• [ENTRIES PROVIDED]:
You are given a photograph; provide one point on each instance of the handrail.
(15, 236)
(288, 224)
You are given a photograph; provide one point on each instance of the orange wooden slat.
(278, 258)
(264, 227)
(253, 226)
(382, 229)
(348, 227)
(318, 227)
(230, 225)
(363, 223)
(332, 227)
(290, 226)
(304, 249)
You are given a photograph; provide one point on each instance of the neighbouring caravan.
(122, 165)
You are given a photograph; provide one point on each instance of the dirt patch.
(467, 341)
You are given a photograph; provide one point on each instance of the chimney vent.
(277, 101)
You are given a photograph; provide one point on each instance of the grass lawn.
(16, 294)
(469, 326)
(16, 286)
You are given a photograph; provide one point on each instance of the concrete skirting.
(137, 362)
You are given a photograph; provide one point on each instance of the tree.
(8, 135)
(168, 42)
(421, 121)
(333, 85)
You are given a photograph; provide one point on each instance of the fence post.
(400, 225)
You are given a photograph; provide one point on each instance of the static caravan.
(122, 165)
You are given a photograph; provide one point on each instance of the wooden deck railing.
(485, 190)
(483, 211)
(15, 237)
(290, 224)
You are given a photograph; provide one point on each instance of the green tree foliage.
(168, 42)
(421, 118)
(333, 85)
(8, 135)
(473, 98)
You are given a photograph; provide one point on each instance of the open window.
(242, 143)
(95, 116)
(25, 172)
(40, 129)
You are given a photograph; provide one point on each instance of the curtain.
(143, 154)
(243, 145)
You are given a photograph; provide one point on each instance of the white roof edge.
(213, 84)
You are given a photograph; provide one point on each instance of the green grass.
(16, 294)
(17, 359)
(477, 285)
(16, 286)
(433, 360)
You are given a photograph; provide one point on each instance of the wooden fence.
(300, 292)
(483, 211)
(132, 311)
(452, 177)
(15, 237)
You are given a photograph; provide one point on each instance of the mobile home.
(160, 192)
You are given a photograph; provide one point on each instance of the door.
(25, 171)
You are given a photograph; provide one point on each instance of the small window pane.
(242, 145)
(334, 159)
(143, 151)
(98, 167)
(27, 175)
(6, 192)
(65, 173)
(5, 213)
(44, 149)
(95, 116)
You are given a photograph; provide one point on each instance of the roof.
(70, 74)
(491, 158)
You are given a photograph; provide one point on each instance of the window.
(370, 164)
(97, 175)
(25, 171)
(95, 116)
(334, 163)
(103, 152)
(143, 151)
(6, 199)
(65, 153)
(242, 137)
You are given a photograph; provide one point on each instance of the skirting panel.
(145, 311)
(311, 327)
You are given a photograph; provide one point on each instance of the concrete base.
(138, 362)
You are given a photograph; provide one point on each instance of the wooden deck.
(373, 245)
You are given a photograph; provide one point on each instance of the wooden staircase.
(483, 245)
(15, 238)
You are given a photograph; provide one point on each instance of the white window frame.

• [TASK PROMPT]: Substitute "mark" for every occurrence of "provide" in the records above, and leave everything else in them unchanged.

• [TASK ANSWER]:
You are given a photograph; mark one point on each instance of the handrail.
(15, 236)
(288, 224)
You are given a photograph; mark one point on each instance of the orange wooden slat.
(278, 258)
(264, 227)
(253, 226)
(382, 229)
(348, 227)
(318, 227)
(230, 225)
(363, 223)
(332, 227)
(290, 226)
(304, 249)
You are given a photograph; mark one point on each instance of the neighbouring caravan.
(122, 165)
You are given a photograph; mark one point on each instance of the dirt patch.
(467, 341)
You are given a photograph; mark one point on each instance of the chimney vent.
(277, 101)
You are given a photograph; mark one point on each instance of the grass lawn.
(16, 294)
(469, 326)
(16, 286)
You are given a photograph; mark one point on each instance of the concrete skirting.
(137, 362)
You are given a photograph; mark one point on each instance of the tree.
(8, 135)
(168, 42)
(421, 121)
(333, 85)
You are given a photograph; mark one point on each instance of the fence post.
(400, 225)
You are given a photograph; mark one point on each instance of the static caravan.
(122, 165)
You are given a photograph; mark one point on each instance of the wooden deck railing.
(485, 190)
(483, 211)
(15, 237)
(290, 224)
You are given a photograph; mark one point on each instance of the green tree foliage.
(168, 42)
(421, 118)
(333, 85)
(8, 135)
(473, 98)
You are given a photograph; mark one point on each instance of the open window.
(242, 143)
(95, 116)
(25, 172)
(40, 129)
You are given a photograph; mark one point on each instance of the curtain.
(143, 154)
(243, 145)
You are given a photograph; mark one point on each instance of the white roof edge.
(213, 84)
You are given a photograph; mark one point on each instance of the green grass.
(16, 294)
(17, 359)
(477, 285)
(16, 286)
(433, 360)
You are given a photograph; mark one point on each instance of the wooden fence.
(300, 292)
(483, 211)
(132, 311)
(452, 177)
(15, 237)
You are given a photograph; mark one point on each instance of the mobile home.
(160, 192)
You are given a photograph; mark one point on each instance of the door.
(25, 171)
You are given a photograph; mark one point on each instance of the small window pane.
(242, 145)
(334, 159)
(143, 151)
(98, 167)
(27, 175)
(6, 192)
(65, 173)
(5, 213)
(44, 149)
(95, 116)
You are given a photograph; mark one point on each instance of the roof.
(70, 74)
(491, 158)
You are given a photograph; mark one point on each instance of the window.
(370, 164)
(97, 175)
(25, 171)
(95, 116)
(334, 163)
(103, 152)
(143, 151)
(6, 199)
(65, 153)
(242, 137)
You are given a photograph; mark one point on each instance of the skirting panel.
(145, 311)
(311, 327)
You are given a photograph; mark one point on each instance of the concrete base.
(138, 362)
You are given a photograph; mark one point on each instance of the wooden deck.
(373, 245)
You are given a photograph; mark one point on each instance of the wooden staircase.
(483, 245)
(15, 238)
You are given a photograph; mark one point on each instance of the white window frame.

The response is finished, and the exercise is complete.